* _Passage_
++++++

In early 2021, Representative Byron Donalds, Republican of Florida, and his wife, Erika, took the stage at an event hosted by the Truth & Liberty Coalition, a group that pushes to inject Christianity into public schools and other institutions and whose leader has described homosexuality as Satan’s work.
The couple was warmly welcomed as allies in the cause. Ms. Donalds was singled out for opening a charter school in Florida. As a state legislator, Mr. Donalds had created a school voucher program that, in the words of one speaker, let children “get a biblical worldview education.”
Mr. Donalds addressed the group with characteristic humility. He is just a “poor kid from Brooklyn,” he said, who made good by doggedly pursuing his interests.
He urged the group to do the same: “Be bold.”
Mr. Donalds’s career is a testament to his advice. His interests — in overhauling public education, evangelical Christianity and electing Donald J. Trump — have propelled a rapid political ascent. A backbencher congressman in only his second term, Mr. Donalds, 45, has fast become a prominent surrogate for Mr. Trump’s presidential campaign and a conservative media regular, serving up earnest and on-message defenses of the former president.

++++++

Some records
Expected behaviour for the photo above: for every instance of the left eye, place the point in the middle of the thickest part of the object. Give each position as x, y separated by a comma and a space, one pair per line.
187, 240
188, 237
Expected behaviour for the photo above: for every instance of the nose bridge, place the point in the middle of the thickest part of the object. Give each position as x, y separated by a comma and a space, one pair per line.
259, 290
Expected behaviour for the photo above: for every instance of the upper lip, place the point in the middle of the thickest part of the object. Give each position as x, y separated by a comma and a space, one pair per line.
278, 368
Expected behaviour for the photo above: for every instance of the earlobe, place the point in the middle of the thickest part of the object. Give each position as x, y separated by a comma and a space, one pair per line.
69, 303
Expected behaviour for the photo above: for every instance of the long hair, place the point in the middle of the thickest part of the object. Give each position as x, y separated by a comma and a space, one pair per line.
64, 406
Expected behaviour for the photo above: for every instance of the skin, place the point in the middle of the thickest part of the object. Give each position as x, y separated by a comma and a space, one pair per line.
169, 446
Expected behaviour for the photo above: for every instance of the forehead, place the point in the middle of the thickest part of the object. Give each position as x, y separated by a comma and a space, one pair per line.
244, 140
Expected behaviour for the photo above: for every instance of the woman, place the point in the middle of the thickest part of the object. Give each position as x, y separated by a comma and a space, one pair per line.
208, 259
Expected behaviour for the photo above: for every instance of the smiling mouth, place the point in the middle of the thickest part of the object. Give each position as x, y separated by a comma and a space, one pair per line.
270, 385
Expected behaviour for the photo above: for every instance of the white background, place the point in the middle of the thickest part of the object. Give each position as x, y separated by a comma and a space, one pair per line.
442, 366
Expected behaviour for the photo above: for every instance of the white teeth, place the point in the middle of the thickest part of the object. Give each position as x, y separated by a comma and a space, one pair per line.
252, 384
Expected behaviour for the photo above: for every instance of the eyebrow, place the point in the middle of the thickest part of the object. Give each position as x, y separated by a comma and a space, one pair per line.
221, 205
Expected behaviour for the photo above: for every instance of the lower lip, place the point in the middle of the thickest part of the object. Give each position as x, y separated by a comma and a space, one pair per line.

++++++

* _Prompt 1_
Reproduce the stretch of the Byron Donalds passage from "He urged the" through "the former president.", word for word.
* _Prompt 2_
According to the Byron Donalds passage, what did Ms. Donalds open in Florida?

* _Full response 1_
He urged the group to do the same: “Be bold.”
Mr. Donalds’s career is a testament to his advice. His interests — in overhauling public education, evangelical Christianity and electing Donald J. Trump — have propelled a rapid political ascent. A backbencher congressman in only his second term, Mr. Donalds, 45, has fast become a prominent surrogate for Mr. Trump’s presidential campaign and a conservative media regular, serving up earnest and on-message defenses of the former president.

* _Full response 2_
A charter school.